* [ZADANIE PISEMNE] Proszę sformatować jako listę JSON ciągów znaków tylko te wiersze wpisów poniżej, które biegną od wiersza z „Task: Find the bush” do końca wpisów, oba krańce włącznie. Każdy wiersz ma być osobnym ciągiem, a puste wiersze należy pominąć.

* [DOSTARCZONE WPISY]
┄┄┄┄┄┄┄┄┄┄
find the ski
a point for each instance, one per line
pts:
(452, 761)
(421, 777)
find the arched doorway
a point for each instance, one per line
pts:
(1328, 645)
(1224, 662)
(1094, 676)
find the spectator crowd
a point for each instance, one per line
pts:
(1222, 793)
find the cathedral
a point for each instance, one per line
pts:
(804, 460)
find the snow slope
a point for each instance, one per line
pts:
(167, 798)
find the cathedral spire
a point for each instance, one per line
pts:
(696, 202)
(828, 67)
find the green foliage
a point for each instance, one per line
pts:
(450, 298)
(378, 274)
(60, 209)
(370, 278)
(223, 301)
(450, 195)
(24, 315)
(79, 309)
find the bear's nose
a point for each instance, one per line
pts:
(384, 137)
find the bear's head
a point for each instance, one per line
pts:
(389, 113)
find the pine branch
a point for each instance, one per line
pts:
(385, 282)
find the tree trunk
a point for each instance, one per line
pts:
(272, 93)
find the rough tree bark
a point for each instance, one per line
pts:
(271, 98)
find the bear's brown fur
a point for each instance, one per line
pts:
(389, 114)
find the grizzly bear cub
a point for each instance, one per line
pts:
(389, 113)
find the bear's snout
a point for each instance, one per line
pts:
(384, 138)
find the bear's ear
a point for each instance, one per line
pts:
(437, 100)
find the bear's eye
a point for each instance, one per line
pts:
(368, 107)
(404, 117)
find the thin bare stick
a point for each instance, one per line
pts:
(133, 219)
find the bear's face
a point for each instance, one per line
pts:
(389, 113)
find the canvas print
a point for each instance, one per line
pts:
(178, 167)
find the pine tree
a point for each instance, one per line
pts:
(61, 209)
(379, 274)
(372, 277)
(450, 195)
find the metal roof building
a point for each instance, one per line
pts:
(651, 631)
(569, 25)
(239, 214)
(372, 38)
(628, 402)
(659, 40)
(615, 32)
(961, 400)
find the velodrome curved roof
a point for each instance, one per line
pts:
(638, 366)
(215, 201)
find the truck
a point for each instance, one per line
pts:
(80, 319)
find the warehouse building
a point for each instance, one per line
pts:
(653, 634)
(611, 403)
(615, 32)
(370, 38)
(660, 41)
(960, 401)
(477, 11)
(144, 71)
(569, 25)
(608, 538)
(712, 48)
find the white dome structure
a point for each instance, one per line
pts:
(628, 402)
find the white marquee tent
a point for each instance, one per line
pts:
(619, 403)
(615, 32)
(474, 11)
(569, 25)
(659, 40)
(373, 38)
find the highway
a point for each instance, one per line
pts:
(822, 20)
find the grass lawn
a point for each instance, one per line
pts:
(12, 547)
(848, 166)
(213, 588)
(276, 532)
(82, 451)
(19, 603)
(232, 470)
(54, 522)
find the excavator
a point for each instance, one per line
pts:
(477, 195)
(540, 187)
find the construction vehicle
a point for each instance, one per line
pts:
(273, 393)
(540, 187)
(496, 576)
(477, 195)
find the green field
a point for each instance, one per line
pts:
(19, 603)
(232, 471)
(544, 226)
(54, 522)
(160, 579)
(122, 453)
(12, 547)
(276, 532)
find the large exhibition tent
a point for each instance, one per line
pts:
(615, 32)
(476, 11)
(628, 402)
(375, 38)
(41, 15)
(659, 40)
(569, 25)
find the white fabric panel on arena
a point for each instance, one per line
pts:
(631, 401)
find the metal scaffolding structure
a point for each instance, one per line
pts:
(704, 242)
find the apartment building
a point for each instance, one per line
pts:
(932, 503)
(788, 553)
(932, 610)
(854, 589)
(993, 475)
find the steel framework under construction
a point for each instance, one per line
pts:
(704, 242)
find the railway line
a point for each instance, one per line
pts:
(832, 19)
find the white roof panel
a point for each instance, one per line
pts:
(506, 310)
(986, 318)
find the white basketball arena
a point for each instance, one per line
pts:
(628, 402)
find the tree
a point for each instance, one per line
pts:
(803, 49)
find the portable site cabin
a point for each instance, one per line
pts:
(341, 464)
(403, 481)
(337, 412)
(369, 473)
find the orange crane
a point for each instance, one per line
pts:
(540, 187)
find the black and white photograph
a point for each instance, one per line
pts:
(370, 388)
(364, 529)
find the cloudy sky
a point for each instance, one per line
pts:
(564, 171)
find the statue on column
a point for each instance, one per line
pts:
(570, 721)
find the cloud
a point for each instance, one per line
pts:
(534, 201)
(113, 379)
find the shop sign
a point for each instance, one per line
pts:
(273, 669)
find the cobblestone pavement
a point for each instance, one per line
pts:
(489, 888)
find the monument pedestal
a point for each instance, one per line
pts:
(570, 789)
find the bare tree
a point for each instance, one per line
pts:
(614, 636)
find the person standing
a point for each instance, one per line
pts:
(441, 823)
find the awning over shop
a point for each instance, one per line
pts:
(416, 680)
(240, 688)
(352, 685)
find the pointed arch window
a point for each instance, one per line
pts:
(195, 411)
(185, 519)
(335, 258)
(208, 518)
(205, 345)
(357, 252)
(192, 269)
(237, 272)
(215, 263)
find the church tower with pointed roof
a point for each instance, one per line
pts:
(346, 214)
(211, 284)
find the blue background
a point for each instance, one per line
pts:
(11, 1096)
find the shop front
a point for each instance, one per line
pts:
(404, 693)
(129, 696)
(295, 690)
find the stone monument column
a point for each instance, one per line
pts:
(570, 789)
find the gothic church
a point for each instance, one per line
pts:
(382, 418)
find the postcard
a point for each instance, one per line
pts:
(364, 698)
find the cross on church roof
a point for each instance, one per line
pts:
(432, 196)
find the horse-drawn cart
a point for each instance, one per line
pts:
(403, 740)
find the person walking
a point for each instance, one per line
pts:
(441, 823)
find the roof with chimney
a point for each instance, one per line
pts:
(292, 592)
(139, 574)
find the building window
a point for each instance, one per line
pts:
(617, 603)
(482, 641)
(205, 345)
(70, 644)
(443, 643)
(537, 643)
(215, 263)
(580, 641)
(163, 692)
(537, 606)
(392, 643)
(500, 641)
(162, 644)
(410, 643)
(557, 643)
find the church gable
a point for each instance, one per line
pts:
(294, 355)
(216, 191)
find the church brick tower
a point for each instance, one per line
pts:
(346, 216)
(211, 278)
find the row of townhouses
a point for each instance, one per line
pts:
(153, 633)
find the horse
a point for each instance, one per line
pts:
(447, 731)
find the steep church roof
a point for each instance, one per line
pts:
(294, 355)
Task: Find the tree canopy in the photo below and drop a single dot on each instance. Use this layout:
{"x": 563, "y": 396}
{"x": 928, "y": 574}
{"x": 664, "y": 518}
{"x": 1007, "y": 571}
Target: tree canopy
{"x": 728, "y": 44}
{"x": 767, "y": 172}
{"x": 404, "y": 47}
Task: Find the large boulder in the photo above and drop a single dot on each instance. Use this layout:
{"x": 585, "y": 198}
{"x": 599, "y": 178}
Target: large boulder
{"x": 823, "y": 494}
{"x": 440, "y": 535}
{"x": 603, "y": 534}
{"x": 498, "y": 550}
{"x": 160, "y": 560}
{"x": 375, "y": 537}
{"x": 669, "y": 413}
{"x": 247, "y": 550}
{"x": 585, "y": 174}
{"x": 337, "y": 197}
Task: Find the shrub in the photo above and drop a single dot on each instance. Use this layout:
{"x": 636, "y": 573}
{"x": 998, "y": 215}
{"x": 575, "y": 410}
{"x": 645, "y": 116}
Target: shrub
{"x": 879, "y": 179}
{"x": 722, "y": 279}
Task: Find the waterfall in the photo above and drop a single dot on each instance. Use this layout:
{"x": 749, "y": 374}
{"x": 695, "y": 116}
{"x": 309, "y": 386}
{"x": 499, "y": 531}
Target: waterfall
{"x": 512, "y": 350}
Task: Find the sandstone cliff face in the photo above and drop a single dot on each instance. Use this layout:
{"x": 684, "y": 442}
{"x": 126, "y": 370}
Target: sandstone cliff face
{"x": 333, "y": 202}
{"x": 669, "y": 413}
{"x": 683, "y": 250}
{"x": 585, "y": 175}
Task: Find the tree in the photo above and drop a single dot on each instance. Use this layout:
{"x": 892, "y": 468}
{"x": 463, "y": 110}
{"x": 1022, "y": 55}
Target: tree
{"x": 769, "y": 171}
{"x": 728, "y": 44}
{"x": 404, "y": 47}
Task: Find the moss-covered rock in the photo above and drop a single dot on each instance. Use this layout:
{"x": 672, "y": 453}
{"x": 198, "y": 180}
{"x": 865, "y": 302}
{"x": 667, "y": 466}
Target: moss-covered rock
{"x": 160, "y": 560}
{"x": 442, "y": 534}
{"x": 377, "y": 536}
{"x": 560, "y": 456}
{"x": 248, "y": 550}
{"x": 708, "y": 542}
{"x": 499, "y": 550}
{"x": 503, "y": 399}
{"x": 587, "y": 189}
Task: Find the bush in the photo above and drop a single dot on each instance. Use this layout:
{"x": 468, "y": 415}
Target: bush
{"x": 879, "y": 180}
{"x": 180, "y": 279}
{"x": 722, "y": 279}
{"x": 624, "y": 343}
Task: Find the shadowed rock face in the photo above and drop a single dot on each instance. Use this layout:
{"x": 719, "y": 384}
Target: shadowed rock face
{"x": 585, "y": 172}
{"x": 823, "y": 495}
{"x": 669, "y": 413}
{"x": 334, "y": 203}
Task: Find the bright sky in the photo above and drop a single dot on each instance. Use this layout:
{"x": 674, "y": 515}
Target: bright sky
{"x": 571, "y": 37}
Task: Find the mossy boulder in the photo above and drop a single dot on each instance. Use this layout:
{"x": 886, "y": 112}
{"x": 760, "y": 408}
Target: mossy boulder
┄┄┄┄┄┄┄┄┄┄
* [ODPOWIEDŹ DO ZADANIA]
[
  "Task: Find the bush in the photo above and drop a single dot on each instance. Use this layout:",
  "{\"x\": 468, \"y\": 415}",
  "Target: bush",
  "{\"x\": 879, \"y\": 180}",
  "{\"x\": 180, \"y\": 279}",
  "{\"x\": 722, \"y\": 279}",
  "{\"x\": 624, \"y\": 343}",
  "Task: Find the shadowed rock face in the photo above and drop a single dot on each instance. Use this layout:",
  "{\"x\": 719, \"y\": 384}",
  "Target: shadowed rock face",
  "{\"x\": 585, \"y\": 172}",
  "{\"x\": 823, \"y\": 495}",
  "{\"x\": 669, \"y\": 413}",
  "{\"x\": 334, \"y\": 203}",
  "Task: Find the bright sky in the photo above and drop a single dot on each instance. Use this layout:",
  "{\"x\": 674, \"y\": 515}",
  "Target: bright sky",
  "{\"x\": 571, \"y\": 37}",
  "Task: Find the mossy boulder in the photo above and drop a single dot on each instance. Use this layout:",
  "{\"x\": 886, \"y\": 112}",
  "{\"x\": 760, \"y\": 408}",
  "Target: mossy boulder"
]